Exercise details: Could you repeat the records shown below exactly as written?

□ □ □ □

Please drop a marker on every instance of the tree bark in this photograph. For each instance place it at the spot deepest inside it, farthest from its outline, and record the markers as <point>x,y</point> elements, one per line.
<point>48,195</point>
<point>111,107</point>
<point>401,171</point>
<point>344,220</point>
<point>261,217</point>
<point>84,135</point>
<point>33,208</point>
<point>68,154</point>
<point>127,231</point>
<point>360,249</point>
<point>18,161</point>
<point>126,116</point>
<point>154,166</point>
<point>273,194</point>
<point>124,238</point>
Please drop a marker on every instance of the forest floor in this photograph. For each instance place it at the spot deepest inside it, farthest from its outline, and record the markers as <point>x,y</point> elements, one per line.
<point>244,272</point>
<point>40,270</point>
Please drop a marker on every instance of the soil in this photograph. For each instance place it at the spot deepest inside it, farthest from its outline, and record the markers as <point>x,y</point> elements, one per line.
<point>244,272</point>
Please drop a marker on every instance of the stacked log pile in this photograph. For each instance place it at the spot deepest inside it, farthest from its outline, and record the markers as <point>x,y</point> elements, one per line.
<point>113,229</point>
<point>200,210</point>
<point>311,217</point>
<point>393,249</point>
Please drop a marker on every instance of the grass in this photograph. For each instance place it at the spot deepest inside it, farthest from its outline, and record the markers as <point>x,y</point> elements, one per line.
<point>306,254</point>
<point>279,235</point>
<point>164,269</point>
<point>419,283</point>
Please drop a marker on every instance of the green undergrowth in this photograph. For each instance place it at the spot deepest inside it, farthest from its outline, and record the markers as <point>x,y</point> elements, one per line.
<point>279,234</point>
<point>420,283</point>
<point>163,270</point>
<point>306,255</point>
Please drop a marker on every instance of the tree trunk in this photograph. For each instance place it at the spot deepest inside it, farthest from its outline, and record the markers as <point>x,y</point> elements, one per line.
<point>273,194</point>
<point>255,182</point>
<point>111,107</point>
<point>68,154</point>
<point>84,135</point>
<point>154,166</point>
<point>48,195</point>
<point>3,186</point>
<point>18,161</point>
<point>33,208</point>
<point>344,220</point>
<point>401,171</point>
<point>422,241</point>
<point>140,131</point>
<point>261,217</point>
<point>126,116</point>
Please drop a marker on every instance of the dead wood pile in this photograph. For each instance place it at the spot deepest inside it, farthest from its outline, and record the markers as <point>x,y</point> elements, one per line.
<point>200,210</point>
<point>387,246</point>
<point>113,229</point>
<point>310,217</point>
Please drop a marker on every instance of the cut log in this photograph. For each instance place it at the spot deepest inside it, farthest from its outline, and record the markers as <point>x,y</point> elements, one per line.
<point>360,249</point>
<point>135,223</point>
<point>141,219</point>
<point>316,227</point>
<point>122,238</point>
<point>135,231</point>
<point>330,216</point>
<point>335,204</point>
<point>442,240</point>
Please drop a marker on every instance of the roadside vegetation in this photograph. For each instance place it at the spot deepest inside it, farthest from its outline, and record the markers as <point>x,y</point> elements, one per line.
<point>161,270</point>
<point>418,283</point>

□ □ □ □

Solution to this exercise:
Please drop a marker on every instance of the tree bark in this photograph. For each instance place it at the spot deepest inside it, farthest from its outline, and record the markers as <point>x,y</point> elements, one per line.
<point>48,195</point>
<point>111,107</point>
<point>401,171</point>
<point>344,220</point>
<point>261,217</point>
<point>84,135</point>
<point>33,208</point>
<point>68,154</point>
<point>127,231</point>
<point>360,249</point>
<point>18,161</point>
<point>126,116</point>
<point>154,166</point>
<point>273,194</point>
<point>124,238</point>
Please drop a marker on every instance of the forest floor in this photograph. For each instance place it at the spot deepest inside it, farthest from its outline, and record the markers as <point>x,y</point> elements, one per line.
<point>244,272</point>
<point>40,270</point>
Please drop a marker on every instance of the soil in this photograph. For each instance place it at the spot deepest inside it, farthest from its outline, and record the markers as <point>x,y</point> elements, one per line.
<point>244,272</point>
Please drop a marker on every instance of the stacked log pile in this photograph. For each instance place it at the spot deepest inside it, farthest from its outline, and record the markers as <point>x,y</point> elements, one per line.
<point>113,229</point>
<point>200,210</point>
<point>311,217</point>
<point>393,249</point>
Please drop a marker on every instance of the grass in this photograph. For each instance place it at the spot deepest inside it, farthest from its outline, and record the markers as <point>x,y</point> elements, one per line.
<point>306,254</point>
<point>279,235</point>
<point>164,269</point>
<point>419,283</point>
Please drop a marker on every instance of the green undergrowth in this photograph. For each instance place it at the spot deepest inside it, farthest from its outline, and record the markers as <point>x,y</point> elements, one per line.
<point>279,234</point>
<point>420,283</point>
<point>163,270</point>
<point>306,255</point>
Please drop a marker on every instance of the tree trunk in this photograph. For each instance place it at the spot deepest inside it, farthest from its outline, and record the markers as <point>x,y</point> elements, one per line.
<point>273,194</point>
<point>255,182</point>
<point>111,107</point>
<point>68,154</point>
<point>84,135</point>
<point>154,166</point>
<point>48,195</point>
<point>3,186</point>
<point>18,161</point>
<point>33,208</point>
<point>344,220</point>
<point>401,171</point>
<point>422,241</point>
<point>140,131</point>
<point>261,217</point>
<point>126,116</point>
Please drop a marker on every instance of the dead wood pile in this photograph. For each instance place it at the spot deepest inside it, farthest from its outline, and record the markers as <point>x,y</point> elements, one per line.
<point>200,210</point>
<point>387,246</point>
<point>113,229</point>
<point>310,217</point>
Please drop a marker on every instance of the cut log in this photograph. For each instance place it at the spot deepest inside it, farthest from its outline, and record the markers as <point>x,y</point> elements, one per line.
<point>360,249</point>
<point>135,223</point>
<point>141,219</point>
<point>316,227</point>
<point>122,238</point>
<point>135,231</point>
<point>330,216</point>
<point>335,204</point>
<point>442,240</point>
Please drop a marker on every instance of the roadside vegetation in this photograph. For each instance place it at the spot deepest inside it, farthest from its outline, and record the markers as <point>x,y</point> elements, one per line.
<point>161,270</point>
<point>418,283</point>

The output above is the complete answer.